_DOCUMENT TEXT_

+ + + + +

[Icecast] Keeping icecast + ices 2.X running on a strict schedule?

Brad Isbell brad at musatcha.com
Mon May 26 14:50:22 UTC 2014


I misunderstood, I thought you were measuring time in whole seconds.

If you use sc_trans with Icecast, I am sure that you will see that the
problem then lies on the source with Ices.

Brad Isbell
brad at musatcha.com
http://www.musatcha.com


On Sun, May 25, 2014 at 11:00 PM, Jordan Verner <jv_erner at hotmail.com>wrote:

> Hello,
> Are you saying I should be rounding to the nearest second rather than
> measuring in milliseconds?
> My current approach is to calculate the track lengths by dividing the
> number of samples by the samplerate, resulting in a value measured in
> seconds with at least 8 decimal places.
> Nevertheless, for some reason a shoutcast + sc_trans setup handles this
> flawlessly. With Icecast + Ices, data is sent a good bit faster than it can
> be played. Even if the listener doesn't buffer and fall behind, refreshing
> after a couple of hours results in a pretty significant jump forward.
> ------------------------------
> From: brad at musatcha.com
> Date: Sun, 25 May 2014 22:48:49 -0500
>
> To: icecast at xiph.org
> Subject: Re: [Icecast] Keeping icecast + ices 2.X running on a strict
> schedule?
>
> The server doesn't control the rate, the source does.  Provided you aren't
> getting corrupt stream data (and it doesn't sound like you are), you don't
> have a server bug in this case.  At a basic level, the server level takes
> the data that comes in from the source, buffers it, and sends it right back
> out the door at the rate at which it came in.
>
> It isn't entirely clear to me where you're seeing the timing issue and
> what your setup is, but there are a couple other things to think about:
>
>    - Clock drift happens.  It's pretty severe but not unheard of for a
>    sound card to play back +/- 1% or so of the rate.  In your case, you're
>    looking at a 0.28% difference.  Perhaps there is a problem on the playback
>    end?  Are you sure your users are having this trouble?  Even if they all
>    aren't, some inevitably will on any station.

+ + + + +

_DATASET SECTION_
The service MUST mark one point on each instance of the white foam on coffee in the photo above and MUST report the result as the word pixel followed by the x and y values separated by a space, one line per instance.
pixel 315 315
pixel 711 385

+ + + + +

_SET TASK_
List every distinct email address that appears in the Icecast mailing-list thread. The listing comes from a different source than the mailing-list thread above it.

_TASK RESPONSE_
brad at musatcha.com
jv_erner at hotmail.com
icecast at xiph.org